Start of Text block

2.2.1.3 KRIs also identify and monitor changes in the level of risk in the external environment (10%) 0%

The KRIs only reference model capabilities.

Quotes:

No relevant quotes found.

2.2.2 Key Control Indicators (KCI) (30%) 31%

2.2.2.1 Containment KCIs (35%) 63%
2.2.2.1.1 All KRI thresholds have corresponding qualitative containment KCI thresholds (50%) 75%

For each of the misuse KRIs, they have qualitative containment KCI thresholds related to the RAND security levels, though with a vague qualifier: “at a level generally aligned with RAND SL 2.” It is especially good that some reasoning behind each containment measure is given. However, containment KCIs need to also be defined for the Deceptive Alignment KRIs.

Quotes:

From Table 1, p. 5:

CBRN, Uplift Level 1: “Security controls and detections at a level generally aligned with RAND SL 2. The potential magnitude of harm these capabilities may enable means the exfiltration and leak of model weights reaching this CCL could be highly damaging. However, low-resourced actors are unlikely to pose a substantial exfiltration threat.”

Cyber, Autonomy Level 1: “Security controls and detections at a level generally aligned with RAND SL 2. Harmful cyberattacks against organizations with limited security posture can already be carried out by individuals with limited expertise, but the automation of such attacks would significantly lower the costs of doing so. Exfiltration of model weights could enable the execution of such attacks at scale. However, cybersecurity may improve correspondingly when models reach such capability levels. The relatively ambiguous net costs of exfiltration count against security levels with higher costs to innovation.”

Cyber, Uplift level 1: “Security controls and detections at a level generally aligned with RAND SL 2. A model at this capability level could help fairly well-resourced threat actors carry out severe cyber attacks on targets like critical businesses, national government entities, and critical national infrastructure with lower resource expenditure, potentially increasing the frequency of such attacks significantly. However, as above, cyber defense may improve to diminish the impact of AI-assisted cyber attacks. Similarly, the ambiguous net costs of exfiltration count against security levels with higher costs to innovation.”

Machine Learning R&D, Uplift Level 1: “Security controls and detections at a level generally aligned with RAND SL 3. Unrestricted access to models at this level of capability could significantly increase an actor’s ability to progress to yet more powerful models and other critical capabilities. The exfiltration of such a model may therefore have a significant effect on society’s ability to adapt to and govern powerful AI systems, effects that may have long-lasting consequences. Substantially strengthened security is therefore recommended.”

Machine Learning R&D, Autonomy Level 1: “We recommend security controls and detections at a level generally aligned with RAND SL 4 for this capability threshold, but emphasize that this must be taken on by the frontier AI field as a whole.

End of Text block

• Given problem A
Which capability levels does the risk assessment quote from Table 1? List every one.
• Given problem B
Can you quote everything in the risk assessment from "No relevant quotes" down to "Deceptive Alignment KRIs."?

Start of Supplied information

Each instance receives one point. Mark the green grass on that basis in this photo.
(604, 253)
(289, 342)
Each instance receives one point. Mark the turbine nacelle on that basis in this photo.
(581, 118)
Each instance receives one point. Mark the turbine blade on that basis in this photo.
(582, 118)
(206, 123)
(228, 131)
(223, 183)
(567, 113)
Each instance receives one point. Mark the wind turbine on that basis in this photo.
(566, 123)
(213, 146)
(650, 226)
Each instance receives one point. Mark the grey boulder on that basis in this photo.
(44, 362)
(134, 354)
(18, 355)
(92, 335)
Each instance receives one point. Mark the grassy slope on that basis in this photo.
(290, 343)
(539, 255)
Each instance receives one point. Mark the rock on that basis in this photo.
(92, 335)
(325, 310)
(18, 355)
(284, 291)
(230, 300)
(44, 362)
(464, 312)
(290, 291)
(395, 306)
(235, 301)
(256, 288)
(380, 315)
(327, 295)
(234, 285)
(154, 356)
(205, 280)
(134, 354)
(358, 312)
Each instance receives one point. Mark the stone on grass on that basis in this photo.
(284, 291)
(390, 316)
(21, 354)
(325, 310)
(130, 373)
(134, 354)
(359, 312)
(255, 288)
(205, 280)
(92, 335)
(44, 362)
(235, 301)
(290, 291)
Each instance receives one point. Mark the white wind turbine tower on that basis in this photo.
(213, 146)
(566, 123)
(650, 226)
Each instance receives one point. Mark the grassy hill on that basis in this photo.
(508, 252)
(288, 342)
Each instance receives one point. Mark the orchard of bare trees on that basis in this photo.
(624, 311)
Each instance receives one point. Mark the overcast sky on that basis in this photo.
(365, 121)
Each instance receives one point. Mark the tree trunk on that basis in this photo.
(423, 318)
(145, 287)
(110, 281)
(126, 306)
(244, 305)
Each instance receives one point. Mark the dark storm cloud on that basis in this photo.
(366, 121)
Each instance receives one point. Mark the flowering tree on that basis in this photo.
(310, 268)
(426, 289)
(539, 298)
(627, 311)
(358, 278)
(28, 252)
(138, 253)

End of Supplied information
Start of Supplied information

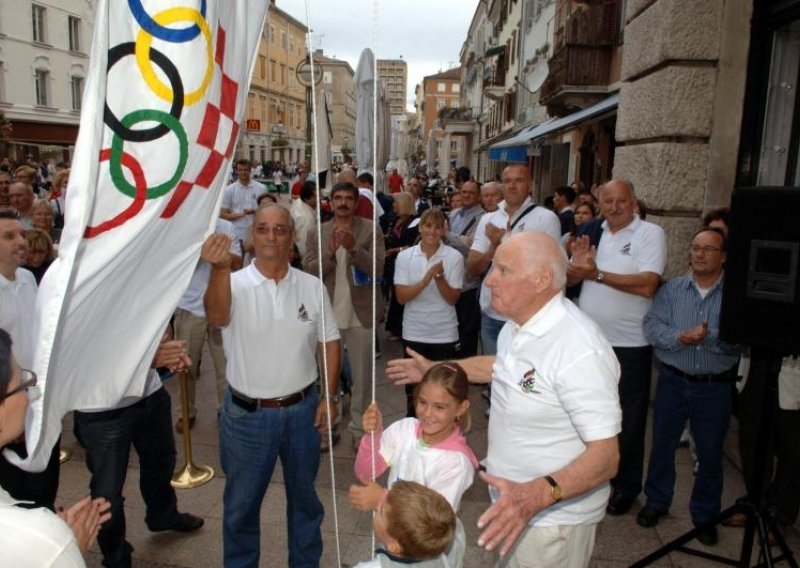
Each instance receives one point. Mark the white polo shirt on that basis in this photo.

End of Supplied information

• Worked answer A
CBRN, Uplift Level 1
Cyber, Autonomy Level 1
Cyber, Uplift level 1
Machine Learning R&D, Uplift Level 1
Machine Learning R&D, Autonomy Level 1

• Worked answer B
No relevant quotes found.

2.2.2 Key Control Indicators (KCI) (30%) 31%

2.2.2.1 Containment KCIs (35%) 63%
2.2.2.1.1 All KRI thresholds have corresponding qualitative containment KCI thresholds (50%) 75%

For each of the misuse KRIs, they have qualitative containment KCI thresholds related to the RAND security levels, though with a vague qualifier: “at a level generally aligned with RAND SL 2.” It is especially good that some reasoning behind each containment measure is given. However, containment KCIs need to also be defined for the Deceptive Alignment KRIs.